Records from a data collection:

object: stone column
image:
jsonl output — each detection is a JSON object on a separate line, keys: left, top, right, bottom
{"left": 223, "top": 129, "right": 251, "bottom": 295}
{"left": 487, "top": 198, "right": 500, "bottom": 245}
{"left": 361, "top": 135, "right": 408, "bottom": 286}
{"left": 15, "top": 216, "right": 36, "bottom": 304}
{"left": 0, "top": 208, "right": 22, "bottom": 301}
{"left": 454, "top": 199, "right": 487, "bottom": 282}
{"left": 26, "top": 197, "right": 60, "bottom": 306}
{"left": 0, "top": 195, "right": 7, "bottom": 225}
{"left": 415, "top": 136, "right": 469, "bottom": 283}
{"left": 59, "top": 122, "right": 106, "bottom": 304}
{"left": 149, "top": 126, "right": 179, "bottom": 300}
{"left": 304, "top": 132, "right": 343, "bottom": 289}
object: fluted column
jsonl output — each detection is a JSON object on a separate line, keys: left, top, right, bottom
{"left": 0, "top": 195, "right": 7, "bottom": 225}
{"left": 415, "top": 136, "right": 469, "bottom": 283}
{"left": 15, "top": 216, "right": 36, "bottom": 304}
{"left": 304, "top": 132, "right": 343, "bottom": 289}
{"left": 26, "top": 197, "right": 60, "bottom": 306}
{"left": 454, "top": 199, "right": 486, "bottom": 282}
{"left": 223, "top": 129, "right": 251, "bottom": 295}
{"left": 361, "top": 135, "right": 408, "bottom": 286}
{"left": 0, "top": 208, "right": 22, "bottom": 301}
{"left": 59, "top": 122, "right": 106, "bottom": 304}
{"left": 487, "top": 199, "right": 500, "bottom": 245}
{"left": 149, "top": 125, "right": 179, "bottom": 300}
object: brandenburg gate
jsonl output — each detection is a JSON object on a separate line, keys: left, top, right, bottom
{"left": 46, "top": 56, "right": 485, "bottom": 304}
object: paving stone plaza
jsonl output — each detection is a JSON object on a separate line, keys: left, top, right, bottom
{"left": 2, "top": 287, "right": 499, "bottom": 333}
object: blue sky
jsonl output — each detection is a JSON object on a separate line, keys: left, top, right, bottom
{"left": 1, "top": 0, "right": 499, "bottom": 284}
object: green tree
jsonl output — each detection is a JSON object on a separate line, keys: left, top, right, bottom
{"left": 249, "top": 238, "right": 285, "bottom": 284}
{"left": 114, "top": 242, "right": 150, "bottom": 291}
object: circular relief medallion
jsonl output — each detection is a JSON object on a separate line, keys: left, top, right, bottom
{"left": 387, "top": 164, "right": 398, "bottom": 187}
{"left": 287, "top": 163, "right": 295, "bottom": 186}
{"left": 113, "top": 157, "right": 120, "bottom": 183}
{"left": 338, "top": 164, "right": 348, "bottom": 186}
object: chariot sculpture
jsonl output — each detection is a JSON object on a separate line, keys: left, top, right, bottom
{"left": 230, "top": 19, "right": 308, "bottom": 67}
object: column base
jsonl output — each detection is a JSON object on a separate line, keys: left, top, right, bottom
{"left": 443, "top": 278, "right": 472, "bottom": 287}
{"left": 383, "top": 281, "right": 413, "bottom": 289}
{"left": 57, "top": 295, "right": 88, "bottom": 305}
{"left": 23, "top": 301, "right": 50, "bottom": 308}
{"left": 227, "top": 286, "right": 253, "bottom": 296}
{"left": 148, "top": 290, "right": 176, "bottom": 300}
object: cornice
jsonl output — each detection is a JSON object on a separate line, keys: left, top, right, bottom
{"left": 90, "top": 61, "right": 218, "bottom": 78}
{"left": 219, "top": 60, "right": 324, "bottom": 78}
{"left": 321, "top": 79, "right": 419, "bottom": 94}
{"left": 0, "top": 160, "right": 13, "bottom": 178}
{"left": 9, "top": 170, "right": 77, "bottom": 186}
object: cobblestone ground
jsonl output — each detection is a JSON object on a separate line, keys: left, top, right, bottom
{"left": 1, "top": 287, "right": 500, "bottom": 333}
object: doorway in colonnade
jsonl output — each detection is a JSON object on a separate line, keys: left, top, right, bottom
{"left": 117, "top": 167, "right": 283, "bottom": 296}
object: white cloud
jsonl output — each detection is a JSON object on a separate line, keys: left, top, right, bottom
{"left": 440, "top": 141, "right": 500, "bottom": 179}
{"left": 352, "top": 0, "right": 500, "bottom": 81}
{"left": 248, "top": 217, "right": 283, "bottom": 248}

WORK TO COMPLETE:
Within the records above, find every line holding the word "column" and give the total as a bare number.

SOLUTION TO THIS TASK:
3